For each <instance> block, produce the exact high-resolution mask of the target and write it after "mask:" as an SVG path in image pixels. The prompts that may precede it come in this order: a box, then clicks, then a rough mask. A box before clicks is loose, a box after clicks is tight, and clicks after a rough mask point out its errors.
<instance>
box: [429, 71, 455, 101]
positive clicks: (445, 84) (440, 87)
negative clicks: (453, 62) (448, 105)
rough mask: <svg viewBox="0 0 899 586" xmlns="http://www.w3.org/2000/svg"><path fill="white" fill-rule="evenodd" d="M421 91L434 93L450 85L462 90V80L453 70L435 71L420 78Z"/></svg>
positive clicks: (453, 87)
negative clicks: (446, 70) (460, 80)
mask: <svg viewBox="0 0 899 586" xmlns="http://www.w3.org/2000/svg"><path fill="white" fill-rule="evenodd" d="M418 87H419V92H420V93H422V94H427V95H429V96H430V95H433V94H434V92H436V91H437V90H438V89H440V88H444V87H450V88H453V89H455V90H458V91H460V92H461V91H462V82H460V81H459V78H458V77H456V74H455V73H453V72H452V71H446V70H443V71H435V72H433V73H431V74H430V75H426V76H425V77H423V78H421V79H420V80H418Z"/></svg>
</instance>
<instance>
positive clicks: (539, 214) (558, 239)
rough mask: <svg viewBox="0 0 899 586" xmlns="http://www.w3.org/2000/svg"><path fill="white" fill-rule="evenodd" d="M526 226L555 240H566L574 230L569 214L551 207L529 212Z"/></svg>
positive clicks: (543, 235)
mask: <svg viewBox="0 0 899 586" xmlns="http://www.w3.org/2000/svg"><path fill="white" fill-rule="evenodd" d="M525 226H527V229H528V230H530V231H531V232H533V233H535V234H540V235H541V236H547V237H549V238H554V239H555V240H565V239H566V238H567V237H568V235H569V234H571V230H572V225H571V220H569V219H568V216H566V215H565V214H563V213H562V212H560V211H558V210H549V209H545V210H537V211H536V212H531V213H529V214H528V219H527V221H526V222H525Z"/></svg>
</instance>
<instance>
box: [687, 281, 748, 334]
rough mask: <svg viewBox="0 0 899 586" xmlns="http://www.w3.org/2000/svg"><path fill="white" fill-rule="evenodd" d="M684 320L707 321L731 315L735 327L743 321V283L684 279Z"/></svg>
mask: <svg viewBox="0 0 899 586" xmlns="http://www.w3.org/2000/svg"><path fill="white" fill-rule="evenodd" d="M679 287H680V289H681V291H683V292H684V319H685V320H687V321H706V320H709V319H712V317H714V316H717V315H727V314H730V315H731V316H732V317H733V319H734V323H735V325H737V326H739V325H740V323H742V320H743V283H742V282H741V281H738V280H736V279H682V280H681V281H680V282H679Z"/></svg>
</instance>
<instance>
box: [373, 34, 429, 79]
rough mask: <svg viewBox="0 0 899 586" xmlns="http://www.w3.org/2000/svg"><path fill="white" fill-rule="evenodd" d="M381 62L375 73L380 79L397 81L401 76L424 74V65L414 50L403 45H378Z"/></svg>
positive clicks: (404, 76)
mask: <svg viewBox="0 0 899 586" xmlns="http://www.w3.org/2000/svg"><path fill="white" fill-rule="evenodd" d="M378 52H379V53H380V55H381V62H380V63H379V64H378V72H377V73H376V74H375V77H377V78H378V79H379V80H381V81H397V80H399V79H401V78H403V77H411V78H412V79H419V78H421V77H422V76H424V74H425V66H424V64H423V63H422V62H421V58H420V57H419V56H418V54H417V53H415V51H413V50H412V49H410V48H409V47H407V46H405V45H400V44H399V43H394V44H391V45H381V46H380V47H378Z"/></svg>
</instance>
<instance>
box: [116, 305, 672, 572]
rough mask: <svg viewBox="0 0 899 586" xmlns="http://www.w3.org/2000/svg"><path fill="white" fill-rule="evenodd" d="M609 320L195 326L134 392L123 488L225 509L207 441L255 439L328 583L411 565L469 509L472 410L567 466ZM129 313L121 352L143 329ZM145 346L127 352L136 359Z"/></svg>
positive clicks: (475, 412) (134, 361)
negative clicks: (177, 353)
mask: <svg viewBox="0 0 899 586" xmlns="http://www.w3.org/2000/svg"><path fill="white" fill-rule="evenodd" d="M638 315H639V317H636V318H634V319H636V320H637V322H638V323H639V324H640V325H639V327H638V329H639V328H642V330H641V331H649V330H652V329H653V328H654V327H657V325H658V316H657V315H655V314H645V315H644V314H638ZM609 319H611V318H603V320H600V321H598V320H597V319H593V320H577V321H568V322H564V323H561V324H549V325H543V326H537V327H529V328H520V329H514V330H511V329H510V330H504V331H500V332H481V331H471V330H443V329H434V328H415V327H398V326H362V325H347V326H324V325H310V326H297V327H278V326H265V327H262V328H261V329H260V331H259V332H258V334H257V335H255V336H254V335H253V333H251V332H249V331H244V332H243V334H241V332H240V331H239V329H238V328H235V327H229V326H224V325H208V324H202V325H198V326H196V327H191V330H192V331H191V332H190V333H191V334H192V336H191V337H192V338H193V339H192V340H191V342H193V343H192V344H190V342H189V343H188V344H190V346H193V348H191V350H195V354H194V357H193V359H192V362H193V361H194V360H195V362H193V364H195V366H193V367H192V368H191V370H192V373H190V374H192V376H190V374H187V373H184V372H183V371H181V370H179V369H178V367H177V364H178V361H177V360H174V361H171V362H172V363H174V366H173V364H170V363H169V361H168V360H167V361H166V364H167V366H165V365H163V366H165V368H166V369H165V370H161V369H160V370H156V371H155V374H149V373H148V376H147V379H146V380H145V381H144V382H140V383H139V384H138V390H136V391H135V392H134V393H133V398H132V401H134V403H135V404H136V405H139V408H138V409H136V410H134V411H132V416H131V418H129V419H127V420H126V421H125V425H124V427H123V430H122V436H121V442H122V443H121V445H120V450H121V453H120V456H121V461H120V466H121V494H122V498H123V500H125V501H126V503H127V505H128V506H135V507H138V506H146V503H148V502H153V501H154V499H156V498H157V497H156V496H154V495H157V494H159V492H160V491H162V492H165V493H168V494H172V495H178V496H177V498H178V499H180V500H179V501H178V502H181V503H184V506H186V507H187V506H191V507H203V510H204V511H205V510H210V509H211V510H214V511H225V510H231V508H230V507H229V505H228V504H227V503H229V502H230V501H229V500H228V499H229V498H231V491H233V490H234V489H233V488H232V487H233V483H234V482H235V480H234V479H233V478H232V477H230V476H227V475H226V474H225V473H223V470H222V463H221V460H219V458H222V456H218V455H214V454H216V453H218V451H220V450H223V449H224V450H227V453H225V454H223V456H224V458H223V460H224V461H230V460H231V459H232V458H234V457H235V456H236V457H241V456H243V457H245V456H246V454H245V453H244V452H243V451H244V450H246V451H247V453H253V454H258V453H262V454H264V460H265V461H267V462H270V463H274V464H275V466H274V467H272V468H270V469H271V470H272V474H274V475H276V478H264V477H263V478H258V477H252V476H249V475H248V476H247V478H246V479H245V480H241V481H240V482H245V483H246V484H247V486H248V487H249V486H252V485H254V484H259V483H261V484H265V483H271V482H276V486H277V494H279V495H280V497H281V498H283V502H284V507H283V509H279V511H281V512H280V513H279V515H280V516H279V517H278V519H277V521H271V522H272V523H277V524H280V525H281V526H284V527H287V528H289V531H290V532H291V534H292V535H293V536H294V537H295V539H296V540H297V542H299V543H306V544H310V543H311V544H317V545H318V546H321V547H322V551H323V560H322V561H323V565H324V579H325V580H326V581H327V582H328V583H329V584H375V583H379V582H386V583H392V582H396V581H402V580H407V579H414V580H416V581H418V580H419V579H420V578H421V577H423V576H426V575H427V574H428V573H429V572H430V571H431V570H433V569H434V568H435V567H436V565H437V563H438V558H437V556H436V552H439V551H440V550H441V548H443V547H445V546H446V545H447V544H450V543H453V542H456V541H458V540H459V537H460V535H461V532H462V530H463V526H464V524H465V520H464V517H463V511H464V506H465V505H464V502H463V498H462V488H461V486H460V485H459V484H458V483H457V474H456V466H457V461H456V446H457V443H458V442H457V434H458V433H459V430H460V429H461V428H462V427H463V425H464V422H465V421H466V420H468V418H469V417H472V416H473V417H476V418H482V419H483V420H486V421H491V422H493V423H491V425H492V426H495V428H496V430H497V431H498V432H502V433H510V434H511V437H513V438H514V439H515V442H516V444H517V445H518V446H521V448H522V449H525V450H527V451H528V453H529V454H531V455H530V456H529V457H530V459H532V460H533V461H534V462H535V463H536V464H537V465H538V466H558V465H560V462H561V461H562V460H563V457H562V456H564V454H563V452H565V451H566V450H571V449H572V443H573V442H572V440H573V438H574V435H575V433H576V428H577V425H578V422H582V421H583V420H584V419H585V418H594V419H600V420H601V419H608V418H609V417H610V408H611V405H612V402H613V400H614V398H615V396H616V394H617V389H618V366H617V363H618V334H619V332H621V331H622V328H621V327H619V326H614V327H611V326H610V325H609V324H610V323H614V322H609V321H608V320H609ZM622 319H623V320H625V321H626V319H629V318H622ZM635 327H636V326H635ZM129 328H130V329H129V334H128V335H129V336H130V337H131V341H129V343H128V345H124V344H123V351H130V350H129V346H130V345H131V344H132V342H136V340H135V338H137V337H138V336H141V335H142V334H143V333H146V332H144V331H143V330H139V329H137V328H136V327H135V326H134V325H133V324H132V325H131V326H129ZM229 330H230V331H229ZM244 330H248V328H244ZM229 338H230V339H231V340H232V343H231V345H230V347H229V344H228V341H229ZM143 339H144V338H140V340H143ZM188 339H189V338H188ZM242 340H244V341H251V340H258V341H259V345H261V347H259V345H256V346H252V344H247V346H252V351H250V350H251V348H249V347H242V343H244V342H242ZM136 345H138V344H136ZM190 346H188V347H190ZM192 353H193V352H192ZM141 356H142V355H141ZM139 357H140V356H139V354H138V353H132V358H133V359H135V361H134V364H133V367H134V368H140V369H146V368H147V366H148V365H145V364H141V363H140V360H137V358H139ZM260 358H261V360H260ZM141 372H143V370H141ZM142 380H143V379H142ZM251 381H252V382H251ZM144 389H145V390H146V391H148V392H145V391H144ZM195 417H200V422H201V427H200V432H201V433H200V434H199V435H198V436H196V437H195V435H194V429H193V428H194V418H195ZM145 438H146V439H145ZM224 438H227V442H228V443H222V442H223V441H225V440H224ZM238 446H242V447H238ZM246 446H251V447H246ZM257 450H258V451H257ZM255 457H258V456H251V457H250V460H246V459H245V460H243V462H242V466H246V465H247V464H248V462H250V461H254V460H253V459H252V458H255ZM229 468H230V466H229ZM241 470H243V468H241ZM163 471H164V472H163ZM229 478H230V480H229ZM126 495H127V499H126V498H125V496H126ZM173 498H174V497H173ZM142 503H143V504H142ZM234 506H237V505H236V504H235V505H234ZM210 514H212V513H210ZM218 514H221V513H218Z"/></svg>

--*--

## To-do item
Rewrite the stretch of the listing from its start through the line containing "negative clicks: (453, 62) (448, 105)", changing "positive clicks" to "foreground clicks" and keeping everything else the same. Return only those lines.

## Problem solution
For each <instance> block, produce the exact high-resolution mask of the target and write it after "mask:" as an SVG path in image pixels. The prompts that may precede it come in this order: a box, then clicks, then a rough mask. A box before clicks is loose, a box after clicks is tight, and clicks after a rough mask point out its errors.
<instance>
box: [429, 71, 455, 101]
foreground clicks: (445, 84) (440, 87)
negative clicks: (453, 62) (448, 105)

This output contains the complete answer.